■ WHAT YOU NEED TO DO:
a) Summarize the text on Accountable Care Organizations in two sentences.
b) Carry on the piece about Accountable Care Organizations, picking up after its final sentence.

■ TEXT:
########################################

With health care consuming an ever-increasing share of the U.S. economy – nearly 18 percent of Gross Domestic Product in 2012, and growing – economists, policy experts and politicians have struggled to restructure the health care system in order to control costs. The latest iteration, courtesy of the Affordable Care Act (ACA), is the Accountable Care Organization (ACO) – a voluntary alliance of health care and service providers who offer comprehensive care to a group of patients and are held accountable for the results.
At root, the idea is simple. Providers agree to accept a measure of financial risk for their patients' care. And if they meet certain goals – typically, cost savings or care-related targets – they receive a financial reward. By giving doctors and other providers a financial stake in cost control and patients' health, the ACO, it is hoped, will both improve care and increase efficiency.
In practice, however, establishing an ACO or another type of integrated care organization is far from simple. It involves delicate negotiations among individuals and organizations, health care-specific laws such as the Stark law on self-referrals and federal anti-kickback laws, and complicated issues of contract and antitrust law, among others.
In just the few years since the Centers for Medicare and Medicaid Services first drafted its rules governing ACOs, the attorneys in Baker Donelson's Health Law Department have helped numerous providers and organizations assess, plan for and establish ACOs, including hospitals, health systems and health plans; insurance companies developing state-based ACOs; specialty care providers; a 100-physician Independent Practice Association establishing its own ACO; and Medicare providers that wanted to form an ACO in order to participate in Medicare’s Shared Savings Program.

########################################

■ EXCERPTED RECORDS:

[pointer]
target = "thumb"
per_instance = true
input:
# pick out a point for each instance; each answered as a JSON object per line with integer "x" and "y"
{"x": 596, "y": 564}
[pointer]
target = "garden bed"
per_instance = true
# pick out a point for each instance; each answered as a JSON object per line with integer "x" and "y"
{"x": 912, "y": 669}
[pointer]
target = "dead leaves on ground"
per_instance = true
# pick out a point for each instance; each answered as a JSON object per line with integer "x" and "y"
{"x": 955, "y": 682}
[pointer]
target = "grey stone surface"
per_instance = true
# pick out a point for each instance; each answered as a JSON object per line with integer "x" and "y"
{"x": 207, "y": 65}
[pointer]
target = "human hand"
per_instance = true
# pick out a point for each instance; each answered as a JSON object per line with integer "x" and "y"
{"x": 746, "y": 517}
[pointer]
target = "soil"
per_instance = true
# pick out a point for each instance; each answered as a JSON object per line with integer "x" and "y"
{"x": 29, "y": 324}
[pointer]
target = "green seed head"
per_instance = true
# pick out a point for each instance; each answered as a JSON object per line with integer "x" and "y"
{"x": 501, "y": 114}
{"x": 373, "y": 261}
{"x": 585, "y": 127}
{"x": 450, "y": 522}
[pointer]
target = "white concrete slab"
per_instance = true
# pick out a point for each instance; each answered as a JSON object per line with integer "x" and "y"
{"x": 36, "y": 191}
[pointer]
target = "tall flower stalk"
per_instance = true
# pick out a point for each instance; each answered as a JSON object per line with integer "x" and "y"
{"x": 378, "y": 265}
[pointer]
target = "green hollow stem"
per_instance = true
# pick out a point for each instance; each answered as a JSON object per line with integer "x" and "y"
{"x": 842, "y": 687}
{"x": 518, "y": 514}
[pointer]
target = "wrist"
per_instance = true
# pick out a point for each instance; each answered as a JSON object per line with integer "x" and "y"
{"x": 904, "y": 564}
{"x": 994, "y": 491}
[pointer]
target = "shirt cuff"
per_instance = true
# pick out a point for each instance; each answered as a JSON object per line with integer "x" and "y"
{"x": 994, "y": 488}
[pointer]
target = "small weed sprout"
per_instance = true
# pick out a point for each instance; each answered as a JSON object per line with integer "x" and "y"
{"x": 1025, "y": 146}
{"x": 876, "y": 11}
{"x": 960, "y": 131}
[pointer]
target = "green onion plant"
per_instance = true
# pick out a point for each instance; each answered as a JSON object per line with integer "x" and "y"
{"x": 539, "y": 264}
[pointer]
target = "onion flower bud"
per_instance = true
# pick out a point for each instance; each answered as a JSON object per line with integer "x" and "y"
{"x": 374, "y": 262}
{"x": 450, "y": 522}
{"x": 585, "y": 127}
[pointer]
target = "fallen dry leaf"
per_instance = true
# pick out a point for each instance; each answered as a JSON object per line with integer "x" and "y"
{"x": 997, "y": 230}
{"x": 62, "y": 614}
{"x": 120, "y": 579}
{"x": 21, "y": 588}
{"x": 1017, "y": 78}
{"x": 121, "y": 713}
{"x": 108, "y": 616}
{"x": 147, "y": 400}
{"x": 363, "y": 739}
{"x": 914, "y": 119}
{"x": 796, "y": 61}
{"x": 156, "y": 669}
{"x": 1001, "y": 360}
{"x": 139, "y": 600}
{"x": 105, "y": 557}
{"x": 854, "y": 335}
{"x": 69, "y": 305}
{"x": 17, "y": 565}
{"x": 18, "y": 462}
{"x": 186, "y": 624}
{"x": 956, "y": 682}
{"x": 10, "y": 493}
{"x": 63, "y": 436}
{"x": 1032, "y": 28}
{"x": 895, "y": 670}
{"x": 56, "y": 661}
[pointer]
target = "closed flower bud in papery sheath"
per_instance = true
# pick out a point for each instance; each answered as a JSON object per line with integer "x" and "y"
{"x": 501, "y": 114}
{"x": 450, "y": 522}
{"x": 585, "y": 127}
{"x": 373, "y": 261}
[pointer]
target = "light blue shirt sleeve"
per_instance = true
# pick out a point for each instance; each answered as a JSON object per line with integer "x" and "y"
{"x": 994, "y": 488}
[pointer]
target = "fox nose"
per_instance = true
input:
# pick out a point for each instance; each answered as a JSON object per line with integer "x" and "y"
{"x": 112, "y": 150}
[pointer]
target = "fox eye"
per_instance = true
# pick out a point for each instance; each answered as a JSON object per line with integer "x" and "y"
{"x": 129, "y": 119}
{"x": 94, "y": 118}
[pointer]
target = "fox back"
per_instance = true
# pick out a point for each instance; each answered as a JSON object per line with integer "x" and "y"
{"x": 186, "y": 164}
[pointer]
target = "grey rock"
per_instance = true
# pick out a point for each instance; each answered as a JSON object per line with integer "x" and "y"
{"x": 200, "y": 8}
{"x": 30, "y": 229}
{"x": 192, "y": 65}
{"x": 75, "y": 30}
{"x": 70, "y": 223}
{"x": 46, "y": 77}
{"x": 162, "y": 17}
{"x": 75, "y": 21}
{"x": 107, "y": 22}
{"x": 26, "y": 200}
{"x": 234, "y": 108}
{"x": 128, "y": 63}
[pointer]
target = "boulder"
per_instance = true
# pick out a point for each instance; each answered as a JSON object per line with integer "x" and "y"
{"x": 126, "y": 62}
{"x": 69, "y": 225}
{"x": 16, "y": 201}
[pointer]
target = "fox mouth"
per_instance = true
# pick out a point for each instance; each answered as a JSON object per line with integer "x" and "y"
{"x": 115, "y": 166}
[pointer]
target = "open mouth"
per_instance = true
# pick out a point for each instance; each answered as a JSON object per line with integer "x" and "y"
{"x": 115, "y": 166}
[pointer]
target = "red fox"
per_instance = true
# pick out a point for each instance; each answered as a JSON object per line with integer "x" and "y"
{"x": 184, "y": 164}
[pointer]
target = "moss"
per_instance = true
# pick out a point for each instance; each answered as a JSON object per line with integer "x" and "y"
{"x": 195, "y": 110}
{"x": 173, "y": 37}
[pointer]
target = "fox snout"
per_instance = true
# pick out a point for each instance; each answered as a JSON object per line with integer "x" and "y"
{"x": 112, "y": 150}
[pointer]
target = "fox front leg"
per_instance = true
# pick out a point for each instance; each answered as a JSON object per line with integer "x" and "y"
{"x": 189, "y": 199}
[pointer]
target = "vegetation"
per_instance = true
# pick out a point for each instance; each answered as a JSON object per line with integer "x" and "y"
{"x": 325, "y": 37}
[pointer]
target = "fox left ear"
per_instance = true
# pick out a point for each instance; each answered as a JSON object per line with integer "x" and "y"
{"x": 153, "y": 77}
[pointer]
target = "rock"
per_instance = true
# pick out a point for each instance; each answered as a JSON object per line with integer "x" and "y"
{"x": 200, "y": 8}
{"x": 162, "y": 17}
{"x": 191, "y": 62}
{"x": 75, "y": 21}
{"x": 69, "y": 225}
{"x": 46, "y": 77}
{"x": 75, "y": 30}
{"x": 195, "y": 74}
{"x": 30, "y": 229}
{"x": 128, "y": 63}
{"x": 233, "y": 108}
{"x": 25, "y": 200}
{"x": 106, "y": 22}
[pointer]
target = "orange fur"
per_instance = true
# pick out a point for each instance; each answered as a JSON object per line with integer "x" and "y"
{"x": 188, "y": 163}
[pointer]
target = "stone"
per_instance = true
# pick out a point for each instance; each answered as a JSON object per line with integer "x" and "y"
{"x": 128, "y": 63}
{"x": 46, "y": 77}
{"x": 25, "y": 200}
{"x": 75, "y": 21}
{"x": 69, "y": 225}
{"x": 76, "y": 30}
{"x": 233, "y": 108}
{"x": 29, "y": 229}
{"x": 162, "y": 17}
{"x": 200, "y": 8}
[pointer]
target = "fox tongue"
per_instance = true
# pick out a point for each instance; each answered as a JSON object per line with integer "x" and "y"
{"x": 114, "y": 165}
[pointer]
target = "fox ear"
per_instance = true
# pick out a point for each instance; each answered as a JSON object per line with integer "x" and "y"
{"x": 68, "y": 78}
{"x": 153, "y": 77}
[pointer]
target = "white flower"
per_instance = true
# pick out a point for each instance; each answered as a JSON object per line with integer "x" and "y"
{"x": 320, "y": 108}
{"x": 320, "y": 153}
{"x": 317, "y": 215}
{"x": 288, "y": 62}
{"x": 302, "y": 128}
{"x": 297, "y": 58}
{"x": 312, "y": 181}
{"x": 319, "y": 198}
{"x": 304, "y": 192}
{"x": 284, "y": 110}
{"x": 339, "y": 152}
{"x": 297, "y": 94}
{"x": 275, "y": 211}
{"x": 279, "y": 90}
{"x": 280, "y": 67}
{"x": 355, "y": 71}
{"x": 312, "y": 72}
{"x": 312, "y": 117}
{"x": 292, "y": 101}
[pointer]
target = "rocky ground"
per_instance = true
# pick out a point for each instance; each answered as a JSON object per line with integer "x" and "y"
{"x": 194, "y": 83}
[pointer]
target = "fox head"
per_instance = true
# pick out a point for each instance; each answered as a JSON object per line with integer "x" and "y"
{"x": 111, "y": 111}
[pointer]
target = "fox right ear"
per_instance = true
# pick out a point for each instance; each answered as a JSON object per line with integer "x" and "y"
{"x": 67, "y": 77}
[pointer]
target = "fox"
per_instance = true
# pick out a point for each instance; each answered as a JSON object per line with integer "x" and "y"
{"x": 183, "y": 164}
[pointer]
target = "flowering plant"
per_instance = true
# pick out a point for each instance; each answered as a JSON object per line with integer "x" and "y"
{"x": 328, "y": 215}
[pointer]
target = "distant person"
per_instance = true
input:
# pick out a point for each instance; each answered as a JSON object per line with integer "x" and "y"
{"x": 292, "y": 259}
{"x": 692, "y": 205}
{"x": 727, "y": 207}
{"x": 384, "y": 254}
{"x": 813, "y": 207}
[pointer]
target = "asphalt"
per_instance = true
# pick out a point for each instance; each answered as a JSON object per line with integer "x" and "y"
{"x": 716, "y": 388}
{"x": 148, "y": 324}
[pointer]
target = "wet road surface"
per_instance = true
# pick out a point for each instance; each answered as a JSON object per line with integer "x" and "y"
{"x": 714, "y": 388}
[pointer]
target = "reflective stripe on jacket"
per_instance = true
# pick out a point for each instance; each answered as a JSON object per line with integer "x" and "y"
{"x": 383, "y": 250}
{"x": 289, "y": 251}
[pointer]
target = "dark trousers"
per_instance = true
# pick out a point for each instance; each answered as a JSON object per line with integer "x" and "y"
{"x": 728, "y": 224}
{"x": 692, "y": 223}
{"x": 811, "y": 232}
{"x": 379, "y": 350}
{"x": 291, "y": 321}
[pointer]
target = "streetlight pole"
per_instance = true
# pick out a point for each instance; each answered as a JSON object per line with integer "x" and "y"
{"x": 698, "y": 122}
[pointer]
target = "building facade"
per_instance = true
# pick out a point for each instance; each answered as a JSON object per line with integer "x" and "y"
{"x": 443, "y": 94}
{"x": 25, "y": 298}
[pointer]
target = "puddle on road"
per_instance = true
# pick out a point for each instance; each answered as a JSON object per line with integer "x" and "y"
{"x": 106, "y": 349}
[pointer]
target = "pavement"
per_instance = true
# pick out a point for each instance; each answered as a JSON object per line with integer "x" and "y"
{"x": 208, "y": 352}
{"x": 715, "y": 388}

########################################

■ ANSWERS TO EACH TASK:
a) As health care takes a growing share of the U.S. economy, the Affordable Care Act has produced the Accountable Care Organization, a voluntary alliance of providers who give comprehensive care to a group of patients, accept financial risk for that care, and earn a reward if they meet cost or care targets. Setting one up is far from simple, since it involves delicate negotiations along with the Stark law, federal anti-kickback laws, and contract and antitrust law, and attorneys in Baker Donelson's Health Law Department have helped numerous providers and organizations assess, plan for and establish ACOs.

b)
More broadly, our attorneys have helped many clients develop other types of integrated delivery systems, including IPAs, Physician Hospital Organizations (PHOs) and Management Service Organization (MSOs). We have likewise helped health care systems implement pay-for-performance agreements with physician-providers that incorporate some of the same incentives as ACOs.
No one knows whether ACOs will even exist a decade from now, or if they do exist, in what form, but it seems likely that the core principles – holding providers accountable for quality and sharing risks and rewards – will be a permanent fixture of the American health care system. Venture capital firms and entrepreneurial organizations have embraced the concept. Employers and the federal government, which pay the bulk of health care costs, are driving demand. And the U.S. has an urgent need to develop a more cost-efficient way of providing health care to an aging population.
No matter what the future holds for ACOs, the attorneys in Baker Donelson's Health Law Department have skills, experience and legal knowledge to help health care providers adapt.